PHILIP HAMMOND, who many will remember as Theresa May’s sallow Eeyore of a Chancellor, was briefly relieved of the Conservative Party whip during the collective mental breakdown over Brexit. These days, he’s Lord Hammond, and a Tory Lord; but his persona hasn’t changed.
Hammond believes that what is good for the City of London is good for Britain. He represents the Conservative Party as sociological determinism says it should be, a Europhile and the voice of unfettered financial capitalism. Something of a crude Dickensian archetype, it’s fair to say none of his beliefs have ever made him any happier.
Yesterday, Hammond seemed to reopen his feud with Boris Johnson, specifically over spending on the pandemic. He urged Johnson to tell the public some “difficult home truths”, which, to those unfamiliar with the Conservative code book, means deep, scarring austerity. But Hammond has his doubts. Not about his remedies, but about what the Tory Party has become. Would Johnson put popularity before the party’s core purpose? “My fear is that, as a populist government, giving money away is always easier than collecting it in,” he groaned.
As Hammond will be aware, the political stakes have changed. After the earlier crisis, Cameron and Clegg managed to capture an ideological consensus for cuts. When they were elected, 52 percent favoured spending reductions to tackle the deficit, with 30 percent preferring tax rises. Today, those figures have reversed. Just 27 percent want cuts, while nearly half (47%) prefer tax rises.
In 2010, Cameron and Clegg won the battle. But ultimately, they lost the war. Austerity was an economic, social and political disaster for the British state. Hammond, a fervent (albeit morose) supporter of the EU, should be aware of the problems. It’s difficult to imagine Brexit happening without the crisis of confidence in mainstream politics that issued from the Cameron-Clegg era.

What to work on: In the article on Philip Hammond above, what share of the public now prefers tax rises to spending cuts?

Information shown:
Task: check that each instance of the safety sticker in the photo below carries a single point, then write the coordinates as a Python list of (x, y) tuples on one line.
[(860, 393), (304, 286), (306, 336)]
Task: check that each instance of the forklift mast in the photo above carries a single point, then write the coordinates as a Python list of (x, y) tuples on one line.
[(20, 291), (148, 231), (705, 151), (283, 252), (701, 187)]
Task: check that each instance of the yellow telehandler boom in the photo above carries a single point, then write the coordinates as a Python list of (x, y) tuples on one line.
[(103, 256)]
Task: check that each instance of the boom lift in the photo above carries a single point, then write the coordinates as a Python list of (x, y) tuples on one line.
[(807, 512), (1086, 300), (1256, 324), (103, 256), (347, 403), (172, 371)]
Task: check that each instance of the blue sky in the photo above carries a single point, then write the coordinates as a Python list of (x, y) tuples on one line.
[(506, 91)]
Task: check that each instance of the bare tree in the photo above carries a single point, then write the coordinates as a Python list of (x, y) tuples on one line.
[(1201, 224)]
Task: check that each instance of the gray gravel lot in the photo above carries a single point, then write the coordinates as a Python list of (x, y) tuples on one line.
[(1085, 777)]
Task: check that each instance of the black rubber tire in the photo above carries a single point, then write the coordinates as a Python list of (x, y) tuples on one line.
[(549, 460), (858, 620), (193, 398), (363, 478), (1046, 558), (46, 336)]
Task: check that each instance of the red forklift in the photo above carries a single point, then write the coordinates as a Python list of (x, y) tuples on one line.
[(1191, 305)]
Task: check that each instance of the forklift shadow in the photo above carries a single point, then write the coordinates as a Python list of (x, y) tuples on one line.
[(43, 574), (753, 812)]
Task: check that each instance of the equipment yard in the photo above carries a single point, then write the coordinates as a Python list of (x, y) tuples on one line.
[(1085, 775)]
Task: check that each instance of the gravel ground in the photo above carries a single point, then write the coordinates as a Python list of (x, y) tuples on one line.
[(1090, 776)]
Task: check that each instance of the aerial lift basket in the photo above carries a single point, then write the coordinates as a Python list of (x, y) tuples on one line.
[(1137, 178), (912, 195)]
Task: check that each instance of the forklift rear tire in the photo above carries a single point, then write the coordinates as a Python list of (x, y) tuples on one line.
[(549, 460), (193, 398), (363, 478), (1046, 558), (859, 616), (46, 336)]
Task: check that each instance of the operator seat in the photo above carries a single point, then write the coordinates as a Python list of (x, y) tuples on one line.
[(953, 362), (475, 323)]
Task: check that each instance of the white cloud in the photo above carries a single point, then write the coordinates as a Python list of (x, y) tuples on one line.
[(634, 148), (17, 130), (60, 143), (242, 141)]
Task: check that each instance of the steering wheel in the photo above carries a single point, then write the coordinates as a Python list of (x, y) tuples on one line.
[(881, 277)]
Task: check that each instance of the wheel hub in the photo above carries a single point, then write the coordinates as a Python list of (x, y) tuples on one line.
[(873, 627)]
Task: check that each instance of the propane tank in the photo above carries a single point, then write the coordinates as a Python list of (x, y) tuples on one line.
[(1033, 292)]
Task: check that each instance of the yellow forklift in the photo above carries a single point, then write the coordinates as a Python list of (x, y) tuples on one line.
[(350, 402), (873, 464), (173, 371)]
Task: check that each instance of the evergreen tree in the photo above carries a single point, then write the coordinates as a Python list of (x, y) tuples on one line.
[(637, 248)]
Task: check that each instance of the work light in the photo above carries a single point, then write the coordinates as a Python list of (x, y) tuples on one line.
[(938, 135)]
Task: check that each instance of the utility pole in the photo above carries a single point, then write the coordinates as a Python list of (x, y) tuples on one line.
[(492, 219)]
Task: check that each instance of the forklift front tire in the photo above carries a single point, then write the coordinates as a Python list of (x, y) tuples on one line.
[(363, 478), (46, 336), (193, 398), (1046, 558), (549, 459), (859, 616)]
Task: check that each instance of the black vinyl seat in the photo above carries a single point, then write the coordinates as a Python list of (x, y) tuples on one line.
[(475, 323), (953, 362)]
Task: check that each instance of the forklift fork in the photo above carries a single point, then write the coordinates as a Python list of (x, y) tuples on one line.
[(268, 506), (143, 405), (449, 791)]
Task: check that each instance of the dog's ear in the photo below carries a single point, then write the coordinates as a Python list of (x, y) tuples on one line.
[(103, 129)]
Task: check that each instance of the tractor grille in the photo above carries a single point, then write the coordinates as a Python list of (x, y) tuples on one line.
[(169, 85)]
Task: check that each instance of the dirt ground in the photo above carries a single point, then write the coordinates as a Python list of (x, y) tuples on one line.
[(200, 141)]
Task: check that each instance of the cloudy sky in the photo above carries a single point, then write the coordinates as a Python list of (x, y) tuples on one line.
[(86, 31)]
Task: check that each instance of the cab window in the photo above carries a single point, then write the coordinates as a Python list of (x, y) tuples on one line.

Finished exercise: Nearly half, 47 percent.